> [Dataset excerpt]
————

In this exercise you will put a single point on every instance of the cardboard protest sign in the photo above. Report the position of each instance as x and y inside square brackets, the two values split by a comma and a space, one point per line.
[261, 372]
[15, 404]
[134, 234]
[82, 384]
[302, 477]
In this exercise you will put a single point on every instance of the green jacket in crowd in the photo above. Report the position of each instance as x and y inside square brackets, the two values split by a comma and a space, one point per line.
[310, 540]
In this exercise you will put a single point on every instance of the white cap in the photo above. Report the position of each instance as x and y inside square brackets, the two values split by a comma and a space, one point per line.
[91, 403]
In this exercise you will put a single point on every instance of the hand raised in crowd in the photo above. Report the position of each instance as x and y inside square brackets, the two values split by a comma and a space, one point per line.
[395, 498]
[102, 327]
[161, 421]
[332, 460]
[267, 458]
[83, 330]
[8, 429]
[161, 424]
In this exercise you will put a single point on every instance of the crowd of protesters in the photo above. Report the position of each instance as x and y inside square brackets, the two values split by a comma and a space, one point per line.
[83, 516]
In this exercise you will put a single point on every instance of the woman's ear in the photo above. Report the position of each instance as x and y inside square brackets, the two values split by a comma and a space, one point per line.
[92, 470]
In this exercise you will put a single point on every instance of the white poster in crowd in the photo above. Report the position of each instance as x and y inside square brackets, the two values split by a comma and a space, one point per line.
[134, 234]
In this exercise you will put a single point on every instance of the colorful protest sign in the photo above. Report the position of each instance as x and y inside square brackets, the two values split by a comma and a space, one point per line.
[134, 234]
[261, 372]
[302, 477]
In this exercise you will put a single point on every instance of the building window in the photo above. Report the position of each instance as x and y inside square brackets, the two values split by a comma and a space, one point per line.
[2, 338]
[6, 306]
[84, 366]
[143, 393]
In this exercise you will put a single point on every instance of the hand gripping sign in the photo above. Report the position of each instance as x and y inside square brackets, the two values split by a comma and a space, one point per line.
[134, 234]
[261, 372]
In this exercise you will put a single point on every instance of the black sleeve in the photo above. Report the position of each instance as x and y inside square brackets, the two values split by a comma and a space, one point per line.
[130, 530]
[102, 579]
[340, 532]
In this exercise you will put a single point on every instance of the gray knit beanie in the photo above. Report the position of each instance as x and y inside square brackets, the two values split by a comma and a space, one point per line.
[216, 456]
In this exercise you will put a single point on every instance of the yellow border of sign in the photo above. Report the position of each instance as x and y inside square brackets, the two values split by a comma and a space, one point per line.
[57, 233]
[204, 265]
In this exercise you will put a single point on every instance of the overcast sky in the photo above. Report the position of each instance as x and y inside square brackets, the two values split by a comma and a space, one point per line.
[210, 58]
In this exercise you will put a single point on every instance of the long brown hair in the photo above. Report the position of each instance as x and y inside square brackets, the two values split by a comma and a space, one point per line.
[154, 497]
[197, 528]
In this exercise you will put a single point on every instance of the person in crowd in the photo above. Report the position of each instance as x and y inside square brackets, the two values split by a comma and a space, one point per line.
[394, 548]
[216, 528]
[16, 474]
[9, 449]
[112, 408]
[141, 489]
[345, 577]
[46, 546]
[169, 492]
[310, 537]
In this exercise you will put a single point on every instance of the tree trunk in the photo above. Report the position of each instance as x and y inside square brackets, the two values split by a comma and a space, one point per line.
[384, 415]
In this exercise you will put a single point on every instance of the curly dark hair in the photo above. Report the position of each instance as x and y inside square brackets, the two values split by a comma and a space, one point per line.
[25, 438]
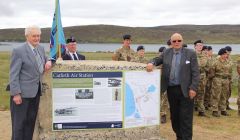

————

> [WHAT THE TASK REQUIRES] Can you edit every one of the lines above so that "single point" becomes "single dot" each time it occurs, with everything else left unchanged and the pictures left out?

> [WRITTEN SOLUTION]
In this exercise you will put a single dot on every instance of the cardboard protest sign in the photo above. Report the position of each instance as x and y inside square brackets, the two values split by a comma and a space, one point per line.
[261, 372]
[15, 404]
[134, 234]
[82, 384]
[302, 477]
In this exercise you will put a single dot on every instance of the green jacket in crowd in the photo above. Report the position of each instance as x and y inside square brackets, the two values split by a comma and a space, one point per line.
[310, 540]
In this exercise you will put a single dot on every instance of the white cap in the photo above. Report the position of each instance as x and y inside square brackets, the two values split by a comma and a space, one point per line.
[91, 403]
In this exercise you will put a single dot on every instance of the hand raised in crowd in the photo above. Report the position of each instance as x and y inside square brackets, the two values split by a comma and a space, one point per line.
[395, 498]
[102, 327]
[161, 421]
[332, 460]
[267, 458]
[83, 330]
[8, 429]
[161, 424]
In this exercise you will put a single dot on every instance of the crowd of protesters in the photo above. Report the position of each instance as x and y inside square brackets, the two values split by a comma and a space, one point per line.
[83, 516]
In this exercise you will put a single dot on every instance of the woman's ear in the photo above. Report the position of each instance as x and y inside square brackets, the two values split by a comma and a space, one point per line.
[92, 470]
In this exercise you will put a single dot on every instance of the white poster in crowd in the photo above. Report the position of each instance as x and y inside square brackets, the two values split by a comma and a space, one point per line.
[134, 234]
In this exercise you will put a single dot on every instance of the colorful protest sign in the photo above. Report the position of each instance as x and y inside square brackets, the two values split by a comma and a space, one point per line.
[134, 234]
[261, 372]
[302, 477]
In this exercise you will put a single dot on every instance of the building window in the photo above. Report the position of each instance as x and y inside square brackets, the two values split by a comma and a space, one point per line.
[2, 338]
[6, 306]
[84, 366]
[143, 393]
In this exercise you will put a single dot on every instance of the hand gripping sign in the photo above. Report the position of each instance as x and y inside square brackets, the two values split by a comma and a space, one point per line.
[134, 234]
[261, 372]
In this exercise you will put a single dot on every instance of the black sleeve in the photo above. Report the position of each instance as x and y inside square brackets, the two values split by a comma and a space, one point per line.
[130, 530]
[102, 579]
[340, 532]
In this exercise you will put a single dot on every instance of the gray knit beanie in the photo above. Report the position of each instance as x and y inside square brackets, the two values split by a comma and a space, one point per line.
[216, 456]
In this exercise you will put a single dot on every instance of the yellow border of sign in the photo above. Report the position of each instance as x and y inside square brackets, the two values split by a comma and a space, one point per line.
[57, 233]
[204, 265]
In this exercise you will put a single dot on every instance of the overcast sky in the photo above. Report the position of each instance as x and y inside square brackets, the two values split by a comma and a space, one point per line.
[210, 58]
In this exercise you will put a single dot on every instance of the long brown hair in the photo above. Report the position of each instance as x and y inside square brackets, the two values split by a comma and a space, one point per line.
[154, 497]
[197, 528]
In this exercise you will put a single dot on every instance of the person in crowd in the photo above. Report the position of each instance as x and y inside square brackets, the two values split by a comma and a space, one point per line.
[394, 548]
[216, 528]
[16, 474]
[9, 449]
[112, 408]
[141, 489]
[345, 577]
[46, 546]
[169, 492]
[310, 537]
In this exercise you will put a single dot on every instance of the tree trunk in the photo above. Report the position of each instance as x and y inside square brackets, the two values split by a comma and a space, one point per line.
[384, 415]
In this exercise you will put a single dot on every instance of the curly dark hair in the photo above. Report the position of each instance as x and y inside square brackets, the two values split by a comma and a space, one point per line.
[25, 438]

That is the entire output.